As foreclosures reach an all time high in the U.S. it is important for homeowners to quickly arm themselves with the most information when facing a foreclosure. No one can make the right decisions without the right knowledge first. This article will walk you thru all of your options and provide you with the tools and knowledge to make the right decision about avoiding a foreclosure.
Let’s first start with understanding your options.
KEEP YOUR HOME
OPTION 1: REINSTATE YOUR LOAN The option of reinstating your loan is available to homeowners who can demonstrate to a lender that they have available funds to pay back the outstanding balance on their mortgage in a short time. This solution works best for homeowners who can make up their total past due balance through a combination of lump sum payments and/or “extra" payments (spread out over a 12-24 months) in addition to their regular mortgage payment.
To better understand the steps you may have to take to reinstate your loan let’s first look at the different options you have for reinstating your loan.
Total Reinstatement: This process involves bringing your loan current in one payment. You will be required to provide a certified check that will include all past due payments, late charges and any fees and costs, which have been assessed to your account.
Repayment Plan: This process involves making up the amount past due over a period of months by paying a full payment plus a partial payment on the past due balance each month. You will be required to give your bank a cash contribution equivalent to 30-50% of your total arrears (total of late payments, bank fees and attorney’s fees).
Forbearance Plan: This option involves reduction or suspension of payments for a period of time followed by a period of time during which the deferred payments are made up, similar to the repayment plan.

▶ **WHAT YOU HAVE TO DO**:
Answer these from the foreclosure article:
(a) What must a homeowner provide to bring the loan current in one payment under total reinstatement?
(b) Under a repayment plan, what cash contribution to the bank is required?
(c) Over what span can the "extra" payments for reinstating a loan be spread out?

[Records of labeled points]
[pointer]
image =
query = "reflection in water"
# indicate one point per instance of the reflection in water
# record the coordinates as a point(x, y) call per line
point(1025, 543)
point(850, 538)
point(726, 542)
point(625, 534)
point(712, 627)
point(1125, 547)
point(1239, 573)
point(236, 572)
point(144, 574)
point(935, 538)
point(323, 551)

▶ **SOLUTION FOR THIS PROBLEM**:
(a) A certified check covering all past due payments, late charges, and any fees and costs assessed to the account.
(b) A cash contribution equivalent to 30-50% of the total arrears.
(c) 12-24 months.